TESTO DA LEGGERE »
━━━━━━

[vc_row][vc_column][vc_column_text]A Roccasecca l’azienda Ideal Standard, multinazionale con sede in Belgio e circa 17mila dipendenti, ha deciso di cessare la produzione mettendo a rischio il lavoro di circa 300 persone e la sopravvivenza delle loro famiglie.
Non è l’unica testimonianza di una crisi profonda per la provincia di Frosinone: tante le attività e le imprese che, negli anni hanno scelto di ridurre la produzione mettendo così a rischio i lavoratori, tra le tante anche la FCA di Piedimonte San Germano, dove i dipendenti sono stati avvisati tramite sms di dover restare a casa.
“E’ tutta colpa della crisi” dicono. Ma forse è anche un po’ colpa del sistema del lavoro che in questi anni è stato fatto implodere senza tenere conto dell’imperativo categorico prescritto nella nostra Costituzione all’articolo 36: “Il lavoratore ha diritto ad una retribuzione proporzionata alla quantità e qualità del suo lavoro e in ogni caso sufficiente ad assicurare a sé e alla famiglia un’esistenza libera e dignitosa”.
I Governi che si sono succeduti hanno promosso la flessibilità, senza alcuna sicurezza, che è diventata sempre più precarietà, ed una liberalizzazione della condizione del lavoratore, che si è tradotta in una progressiva riduzione delle tutele e dei diritti, in una sola parola di quella dignità sancita in Costituzione.

━━━━━━

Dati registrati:
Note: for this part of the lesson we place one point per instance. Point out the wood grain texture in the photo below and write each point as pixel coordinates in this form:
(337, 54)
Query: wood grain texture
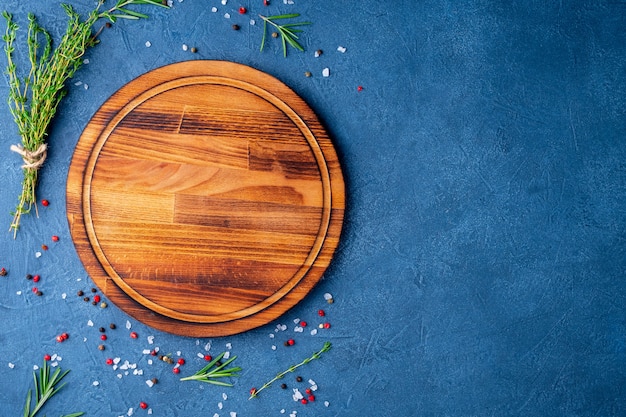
(205, 198)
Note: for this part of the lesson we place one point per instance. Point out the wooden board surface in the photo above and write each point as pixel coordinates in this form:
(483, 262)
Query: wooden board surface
(205, 198)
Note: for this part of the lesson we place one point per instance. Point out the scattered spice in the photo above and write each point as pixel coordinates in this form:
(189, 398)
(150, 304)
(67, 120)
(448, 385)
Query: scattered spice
(37, 97)
(316, 355)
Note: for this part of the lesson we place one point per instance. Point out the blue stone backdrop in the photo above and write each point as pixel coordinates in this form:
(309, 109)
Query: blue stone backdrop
(483, 261)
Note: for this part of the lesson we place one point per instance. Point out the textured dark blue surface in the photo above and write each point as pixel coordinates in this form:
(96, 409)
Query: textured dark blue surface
(482, 265)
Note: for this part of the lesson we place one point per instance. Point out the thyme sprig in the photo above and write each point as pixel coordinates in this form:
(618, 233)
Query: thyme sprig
(254, 392)
(46, 386)
(214, 370)
(287, 31)
(34, 100)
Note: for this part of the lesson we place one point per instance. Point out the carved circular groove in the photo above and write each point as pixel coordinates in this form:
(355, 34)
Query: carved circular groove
(205, 198)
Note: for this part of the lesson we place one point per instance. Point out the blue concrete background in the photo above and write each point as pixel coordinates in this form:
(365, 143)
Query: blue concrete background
(482, 266)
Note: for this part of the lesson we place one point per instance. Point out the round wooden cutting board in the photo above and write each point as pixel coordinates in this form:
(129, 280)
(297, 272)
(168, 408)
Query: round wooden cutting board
(205, 198)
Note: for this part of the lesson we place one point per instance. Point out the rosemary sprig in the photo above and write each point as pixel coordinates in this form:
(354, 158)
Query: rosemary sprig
(46, 386)
(214, 370)
(254, 392)
(34, 100)
(287, 31)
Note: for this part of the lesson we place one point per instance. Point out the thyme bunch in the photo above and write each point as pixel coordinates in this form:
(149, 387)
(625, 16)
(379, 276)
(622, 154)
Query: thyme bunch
(214, 370)
(34, 100)
(287, 31)
(254, 392)
(46, 386)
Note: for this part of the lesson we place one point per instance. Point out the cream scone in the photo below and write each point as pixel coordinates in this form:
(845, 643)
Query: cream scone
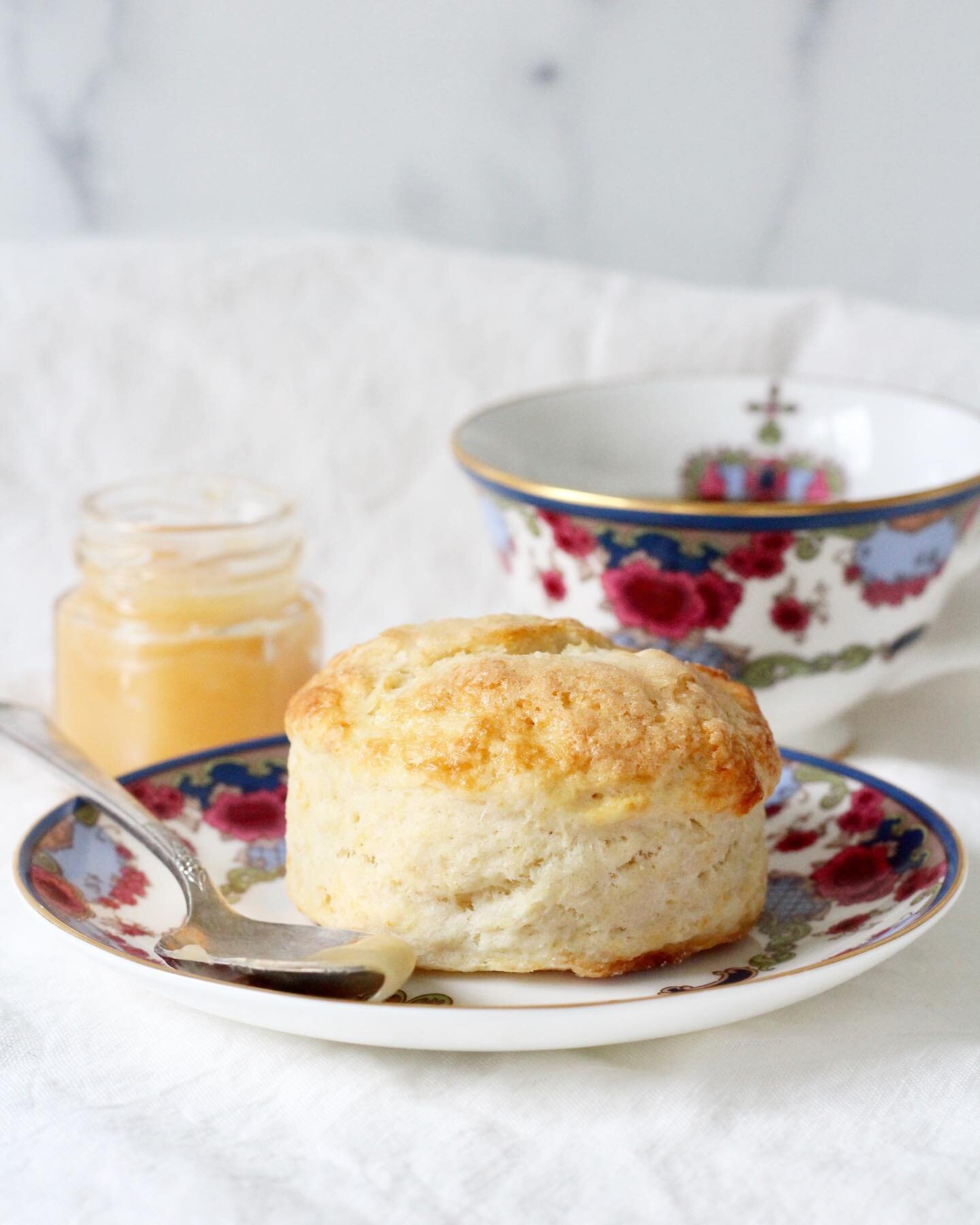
(517, 794)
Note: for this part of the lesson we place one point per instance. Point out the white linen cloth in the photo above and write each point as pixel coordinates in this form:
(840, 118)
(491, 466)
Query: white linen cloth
(336, 369)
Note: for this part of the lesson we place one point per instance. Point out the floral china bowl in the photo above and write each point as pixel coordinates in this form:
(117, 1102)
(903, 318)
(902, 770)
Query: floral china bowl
(802, 536)
(858, 870)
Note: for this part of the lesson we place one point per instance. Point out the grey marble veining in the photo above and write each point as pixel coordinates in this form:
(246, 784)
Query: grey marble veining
(766, 142)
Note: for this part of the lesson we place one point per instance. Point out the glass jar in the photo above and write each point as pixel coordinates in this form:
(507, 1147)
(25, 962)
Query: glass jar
(190, 626)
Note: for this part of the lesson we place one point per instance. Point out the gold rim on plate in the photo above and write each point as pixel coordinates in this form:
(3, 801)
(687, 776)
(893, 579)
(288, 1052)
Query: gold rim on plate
(502, 1007)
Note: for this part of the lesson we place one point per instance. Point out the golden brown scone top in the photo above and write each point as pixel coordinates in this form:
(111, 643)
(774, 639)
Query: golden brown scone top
(523, 701)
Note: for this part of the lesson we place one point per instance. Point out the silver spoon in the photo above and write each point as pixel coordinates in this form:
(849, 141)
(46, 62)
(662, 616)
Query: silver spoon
(216, 941)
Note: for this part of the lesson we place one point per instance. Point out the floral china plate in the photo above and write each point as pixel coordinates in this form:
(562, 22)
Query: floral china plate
(858, 870)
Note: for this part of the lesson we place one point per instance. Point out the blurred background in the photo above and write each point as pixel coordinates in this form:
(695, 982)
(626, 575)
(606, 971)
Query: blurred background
(751, 142)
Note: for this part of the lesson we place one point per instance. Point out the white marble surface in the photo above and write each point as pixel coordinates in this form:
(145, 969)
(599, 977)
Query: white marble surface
(760, 142)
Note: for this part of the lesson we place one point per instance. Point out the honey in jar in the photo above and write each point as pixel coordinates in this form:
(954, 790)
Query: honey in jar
(190, 626)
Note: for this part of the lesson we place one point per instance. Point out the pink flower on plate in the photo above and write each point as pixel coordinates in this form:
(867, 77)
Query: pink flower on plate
(918, 880)
(162, 800)
(865, 814)
(570, 537)
(663, 603)
(796, 839)
(249, 816)
(554, 585)
(855, 875)
(789, 614)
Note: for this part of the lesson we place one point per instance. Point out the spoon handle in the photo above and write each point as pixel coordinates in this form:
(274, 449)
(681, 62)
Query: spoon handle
(31, 730)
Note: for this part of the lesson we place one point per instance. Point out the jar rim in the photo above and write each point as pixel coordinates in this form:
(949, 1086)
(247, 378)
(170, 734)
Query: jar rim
(272, 508)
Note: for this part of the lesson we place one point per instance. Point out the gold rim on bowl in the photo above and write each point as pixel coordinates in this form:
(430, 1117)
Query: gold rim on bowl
(585, 499)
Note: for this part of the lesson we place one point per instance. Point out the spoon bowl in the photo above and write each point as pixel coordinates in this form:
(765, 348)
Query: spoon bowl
(214, 940)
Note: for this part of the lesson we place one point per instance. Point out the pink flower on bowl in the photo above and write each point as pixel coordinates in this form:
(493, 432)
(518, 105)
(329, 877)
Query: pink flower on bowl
(570, 537)
(554, 585)
(663, 603)
(249, 816)
(789, 614)
(721, 600)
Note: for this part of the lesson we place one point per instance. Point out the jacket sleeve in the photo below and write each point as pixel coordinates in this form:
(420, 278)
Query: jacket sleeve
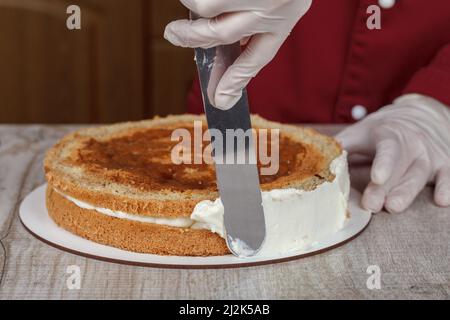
(434, 79)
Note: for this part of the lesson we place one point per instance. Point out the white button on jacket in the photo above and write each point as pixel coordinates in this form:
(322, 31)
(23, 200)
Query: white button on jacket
(359, 112)
(386, 4)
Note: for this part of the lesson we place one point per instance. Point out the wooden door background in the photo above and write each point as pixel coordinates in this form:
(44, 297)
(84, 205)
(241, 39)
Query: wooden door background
(118, 67)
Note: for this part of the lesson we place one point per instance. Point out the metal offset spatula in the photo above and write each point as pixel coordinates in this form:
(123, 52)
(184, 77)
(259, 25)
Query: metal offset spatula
(238, 182)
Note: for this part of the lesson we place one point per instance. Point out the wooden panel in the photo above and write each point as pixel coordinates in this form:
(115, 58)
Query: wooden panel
(171, 68)
(50, 74)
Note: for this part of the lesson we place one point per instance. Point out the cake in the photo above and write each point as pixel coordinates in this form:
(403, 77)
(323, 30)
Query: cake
(116, 185)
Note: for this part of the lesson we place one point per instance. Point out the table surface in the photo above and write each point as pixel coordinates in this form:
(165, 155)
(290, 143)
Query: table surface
(412, 250)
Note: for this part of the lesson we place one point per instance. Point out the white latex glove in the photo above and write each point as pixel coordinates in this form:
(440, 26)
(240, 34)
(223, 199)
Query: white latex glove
(410, 141)
(267, 22)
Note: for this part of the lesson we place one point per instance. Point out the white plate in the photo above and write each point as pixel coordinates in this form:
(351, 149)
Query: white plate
(34, 216)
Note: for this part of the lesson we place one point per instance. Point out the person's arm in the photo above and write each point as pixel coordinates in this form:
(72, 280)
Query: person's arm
(263, 24)
(434, 79)
(410, 142)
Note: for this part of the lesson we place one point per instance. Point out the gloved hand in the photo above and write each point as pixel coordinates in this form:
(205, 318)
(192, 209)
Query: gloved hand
(267, 22)
(410, 141)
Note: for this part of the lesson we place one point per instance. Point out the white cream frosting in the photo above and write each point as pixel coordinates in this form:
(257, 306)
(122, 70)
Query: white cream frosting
(295, 219)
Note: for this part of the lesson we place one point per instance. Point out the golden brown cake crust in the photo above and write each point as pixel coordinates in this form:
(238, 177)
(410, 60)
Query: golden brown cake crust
(125, 167)
(70, 169)
(132, 235)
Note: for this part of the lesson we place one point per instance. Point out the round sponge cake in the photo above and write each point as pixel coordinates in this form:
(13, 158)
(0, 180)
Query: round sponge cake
(127, 168)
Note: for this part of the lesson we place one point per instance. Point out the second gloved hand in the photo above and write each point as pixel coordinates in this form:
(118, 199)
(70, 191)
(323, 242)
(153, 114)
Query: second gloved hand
(410, 141)
(264, 23)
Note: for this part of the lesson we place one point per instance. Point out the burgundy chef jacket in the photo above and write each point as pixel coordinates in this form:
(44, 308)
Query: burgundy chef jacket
(332, 62)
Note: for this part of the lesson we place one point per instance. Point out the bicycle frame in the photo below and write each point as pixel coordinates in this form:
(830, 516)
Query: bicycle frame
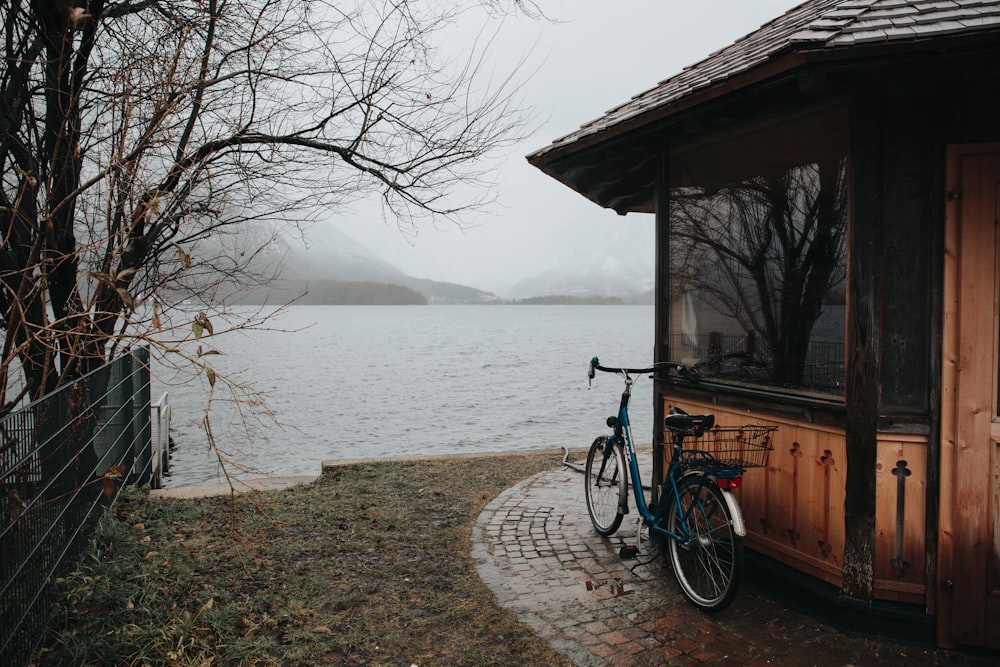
(655, 521)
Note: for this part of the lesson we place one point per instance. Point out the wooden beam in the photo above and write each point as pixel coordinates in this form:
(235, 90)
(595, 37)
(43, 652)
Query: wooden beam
(863, 342)
(661, 319)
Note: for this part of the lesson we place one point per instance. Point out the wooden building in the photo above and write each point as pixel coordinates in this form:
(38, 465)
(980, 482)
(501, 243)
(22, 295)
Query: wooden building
(826, 195)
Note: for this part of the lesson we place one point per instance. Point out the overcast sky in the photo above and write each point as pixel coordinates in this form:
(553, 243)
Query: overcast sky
(599, 55)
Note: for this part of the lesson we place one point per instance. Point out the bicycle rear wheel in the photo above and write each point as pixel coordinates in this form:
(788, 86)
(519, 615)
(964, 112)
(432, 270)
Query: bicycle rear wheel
(607, 485)
(708, 557)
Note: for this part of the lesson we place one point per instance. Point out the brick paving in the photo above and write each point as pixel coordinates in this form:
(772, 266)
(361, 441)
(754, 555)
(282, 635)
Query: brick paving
(535, 548)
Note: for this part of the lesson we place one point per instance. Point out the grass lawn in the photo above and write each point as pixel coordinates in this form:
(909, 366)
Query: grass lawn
(368, 565)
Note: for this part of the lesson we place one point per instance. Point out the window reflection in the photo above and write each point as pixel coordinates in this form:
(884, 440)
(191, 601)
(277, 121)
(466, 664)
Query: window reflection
(758, 277)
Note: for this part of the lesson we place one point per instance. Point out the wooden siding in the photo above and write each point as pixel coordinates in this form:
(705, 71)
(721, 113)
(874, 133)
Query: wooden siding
(794, 509)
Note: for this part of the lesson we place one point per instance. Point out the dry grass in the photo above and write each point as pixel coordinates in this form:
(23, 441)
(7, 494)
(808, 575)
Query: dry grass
(369, 565)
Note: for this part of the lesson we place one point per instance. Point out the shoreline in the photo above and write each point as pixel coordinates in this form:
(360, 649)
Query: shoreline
(278, 482)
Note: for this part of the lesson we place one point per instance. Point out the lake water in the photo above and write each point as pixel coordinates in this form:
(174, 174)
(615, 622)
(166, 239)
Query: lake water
(385, 381)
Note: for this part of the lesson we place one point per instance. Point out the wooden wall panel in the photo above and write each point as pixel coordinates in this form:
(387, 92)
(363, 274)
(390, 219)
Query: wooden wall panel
(901, 519)
(795, 508)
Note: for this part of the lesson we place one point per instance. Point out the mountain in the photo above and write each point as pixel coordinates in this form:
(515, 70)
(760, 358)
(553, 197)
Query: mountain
(596, 275)
(330, 261)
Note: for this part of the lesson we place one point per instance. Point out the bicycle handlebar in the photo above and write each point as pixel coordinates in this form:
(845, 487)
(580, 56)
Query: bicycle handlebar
(682, 371)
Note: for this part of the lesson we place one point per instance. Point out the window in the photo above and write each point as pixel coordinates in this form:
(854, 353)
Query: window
(758, 230)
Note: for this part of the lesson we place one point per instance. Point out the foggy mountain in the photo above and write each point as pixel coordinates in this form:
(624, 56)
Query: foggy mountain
(331, 266)
(596, 275)
(331, 255)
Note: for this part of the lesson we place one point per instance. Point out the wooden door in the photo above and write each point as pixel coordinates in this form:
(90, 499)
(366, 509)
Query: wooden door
(969, 563)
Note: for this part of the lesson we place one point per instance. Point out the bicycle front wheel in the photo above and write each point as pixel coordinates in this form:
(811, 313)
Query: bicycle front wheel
(707, 557)
(607, 485)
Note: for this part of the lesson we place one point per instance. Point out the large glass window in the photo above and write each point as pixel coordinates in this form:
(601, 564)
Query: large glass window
(758, 229)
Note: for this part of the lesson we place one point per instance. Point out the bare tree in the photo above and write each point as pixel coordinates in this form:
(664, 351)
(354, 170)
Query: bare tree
(138, 133)
(768, 255)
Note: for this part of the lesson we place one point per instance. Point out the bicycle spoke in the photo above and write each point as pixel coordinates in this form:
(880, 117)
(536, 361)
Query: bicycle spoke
(707, 559)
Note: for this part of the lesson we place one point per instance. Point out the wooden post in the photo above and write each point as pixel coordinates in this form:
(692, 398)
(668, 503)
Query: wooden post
(863, 317)
(661, 340)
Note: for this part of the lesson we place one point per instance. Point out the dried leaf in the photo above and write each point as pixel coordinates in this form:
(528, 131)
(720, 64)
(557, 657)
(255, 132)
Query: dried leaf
(205, 322)
(104, 278)
(183, 257)
(126, 274)
(126, 297)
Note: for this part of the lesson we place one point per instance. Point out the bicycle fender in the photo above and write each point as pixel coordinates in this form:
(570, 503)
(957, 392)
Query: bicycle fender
(739, 525)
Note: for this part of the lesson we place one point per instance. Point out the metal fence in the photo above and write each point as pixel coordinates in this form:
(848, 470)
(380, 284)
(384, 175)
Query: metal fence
(61, 458)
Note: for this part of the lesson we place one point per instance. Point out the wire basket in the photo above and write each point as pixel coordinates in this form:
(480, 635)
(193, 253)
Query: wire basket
(731, 447)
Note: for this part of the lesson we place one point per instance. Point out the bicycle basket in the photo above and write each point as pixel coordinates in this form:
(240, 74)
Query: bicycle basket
(731, 447)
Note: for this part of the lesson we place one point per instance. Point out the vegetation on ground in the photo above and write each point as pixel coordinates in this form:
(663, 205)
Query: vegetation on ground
(370, 565)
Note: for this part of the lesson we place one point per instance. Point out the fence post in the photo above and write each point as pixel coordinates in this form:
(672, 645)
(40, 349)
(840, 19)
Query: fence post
(141, 416)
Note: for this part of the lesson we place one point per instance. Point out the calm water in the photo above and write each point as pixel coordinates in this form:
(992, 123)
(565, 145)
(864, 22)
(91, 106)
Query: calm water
(374, 381)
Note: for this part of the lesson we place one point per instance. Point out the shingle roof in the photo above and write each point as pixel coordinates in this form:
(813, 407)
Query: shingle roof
(816, 25)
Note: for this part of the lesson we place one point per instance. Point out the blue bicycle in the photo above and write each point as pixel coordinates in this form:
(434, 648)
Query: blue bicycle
(696, 514)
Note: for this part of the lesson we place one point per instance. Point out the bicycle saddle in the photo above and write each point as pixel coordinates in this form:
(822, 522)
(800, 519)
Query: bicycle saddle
(678, 420)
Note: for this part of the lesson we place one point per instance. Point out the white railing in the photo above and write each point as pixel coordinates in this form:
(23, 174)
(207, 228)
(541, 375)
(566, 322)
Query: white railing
(160, 440)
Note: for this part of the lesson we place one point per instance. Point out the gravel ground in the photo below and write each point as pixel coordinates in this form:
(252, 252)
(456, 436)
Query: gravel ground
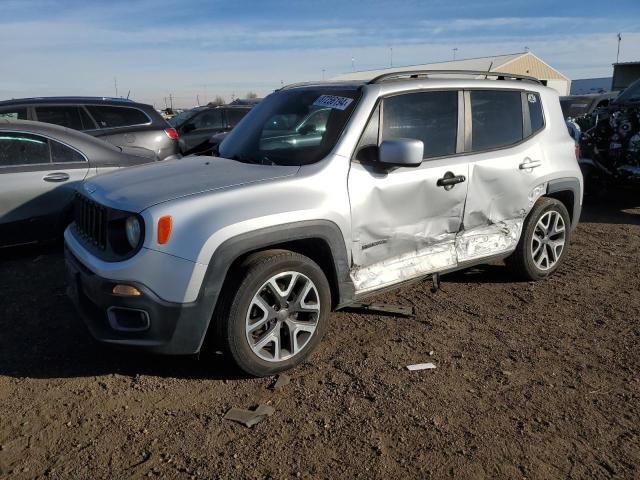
(533, 380)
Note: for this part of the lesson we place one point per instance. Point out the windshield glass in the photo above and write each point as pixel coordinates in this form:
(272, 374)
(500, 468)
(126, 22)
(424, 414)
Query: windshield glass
(291, 127)
(631, 94)
(182, 117)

━━━━━━

CONSEGNA » Elenca tutti i nomi di luogo citati nel testo sulla crisi del lavoro in provincia di Frosinone. Per rispondere basati soltanto sul testo.

RISPOSTA » Roccasecca, Belgio, Frosinone, Piedimonte San Germano.